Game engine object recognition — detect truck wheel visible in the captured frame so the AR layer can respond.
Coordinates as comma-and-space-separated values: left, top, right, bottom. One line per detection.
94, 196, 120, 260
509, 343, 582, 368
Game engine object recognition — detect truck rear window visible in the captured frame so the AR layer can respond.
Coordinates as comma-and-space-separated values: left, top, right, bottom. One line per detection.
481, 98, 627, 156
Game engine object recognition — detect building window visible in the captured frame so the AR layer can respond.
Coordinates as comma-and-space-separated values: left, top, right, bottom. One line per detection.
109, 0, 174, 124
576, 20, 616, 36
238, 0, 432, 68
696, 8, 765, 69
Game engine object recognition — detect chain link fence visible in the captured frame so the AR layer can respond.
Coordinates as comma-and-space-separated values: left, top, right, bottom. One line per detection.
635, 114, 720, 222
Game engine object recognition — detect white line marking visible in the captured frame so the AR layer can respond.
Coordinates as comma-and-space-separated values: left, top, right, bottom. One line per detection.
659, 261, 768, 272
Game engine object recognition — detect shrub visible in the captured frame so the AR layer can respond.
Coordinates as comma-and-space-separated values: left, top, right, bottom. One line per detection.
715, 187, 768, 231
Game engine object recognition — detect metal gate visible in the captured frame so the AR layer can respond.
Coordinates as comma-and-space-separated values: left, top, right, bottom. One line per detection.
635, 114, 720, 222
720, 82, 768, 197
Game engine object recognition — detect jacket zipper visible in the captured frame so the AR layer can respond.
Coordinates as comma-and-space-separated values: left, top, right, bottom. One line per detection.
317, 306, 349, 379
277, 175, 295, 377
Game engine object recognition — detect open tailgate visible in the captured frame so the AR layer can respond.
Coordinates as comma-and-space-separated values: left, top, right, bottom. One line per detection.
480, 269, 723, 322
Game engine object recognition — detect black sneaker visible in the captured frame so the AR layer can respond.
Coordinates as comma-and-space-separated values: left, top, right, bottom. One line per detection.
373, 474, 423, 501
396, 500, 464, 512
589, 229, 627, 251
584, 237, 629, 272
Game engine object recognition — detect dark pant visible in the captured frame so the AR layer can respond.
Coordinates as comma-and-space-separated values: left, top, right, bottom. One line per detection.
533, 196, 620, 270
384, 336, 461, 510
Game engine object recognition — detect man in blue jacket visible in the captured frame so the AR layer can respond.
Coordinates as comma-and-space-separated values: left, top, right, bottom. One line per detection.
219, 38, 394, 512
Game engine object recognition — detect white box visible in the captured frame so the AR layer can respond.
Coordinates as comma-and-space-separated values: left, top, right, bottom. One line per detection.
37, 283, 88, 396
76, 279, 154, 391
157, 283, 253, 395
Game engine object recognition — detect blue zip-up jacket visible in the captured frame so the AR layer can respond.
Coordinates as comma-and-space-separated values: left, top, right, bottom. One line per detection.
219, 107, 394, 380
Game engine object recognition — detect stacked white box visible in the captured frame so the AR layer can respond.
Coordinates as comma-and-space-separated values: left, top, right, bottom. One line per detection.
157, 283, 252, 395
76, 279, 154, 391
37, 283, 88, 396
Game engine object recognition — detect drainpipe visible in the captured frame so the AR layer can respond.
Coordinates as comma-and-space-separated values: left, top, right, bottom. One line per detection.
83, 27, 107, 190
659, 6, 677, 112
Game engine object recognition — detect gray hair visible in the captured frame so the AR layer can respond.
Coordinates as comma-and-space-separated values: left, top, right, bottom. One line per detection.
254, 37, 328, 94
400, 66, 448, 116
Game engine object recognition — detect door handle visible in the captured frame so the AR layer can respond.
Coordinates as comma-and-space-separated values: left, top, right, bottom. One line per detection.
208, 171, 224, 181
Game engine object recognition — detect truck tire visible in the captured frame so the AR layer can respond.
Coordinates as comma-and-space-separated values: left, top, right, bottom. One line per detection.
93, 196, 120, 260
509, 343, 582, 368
....................
→ WHAT THIS TASK INVOLVES
Repeat the data word for word, from the line containing "Game engine object recognition — detect dark" through the line containing "384, 336, 461, 510", inclusive.

→ ANSWER TO THE EXERCISE
Game engine object recognition — detect dark pant visible in the captured frame so the AR layer can respond.
Coordinates as comma-and-space-separated values: left, top, right, bottom. One line per detection.
533, 196, 620, 270
384, 336, 461, 510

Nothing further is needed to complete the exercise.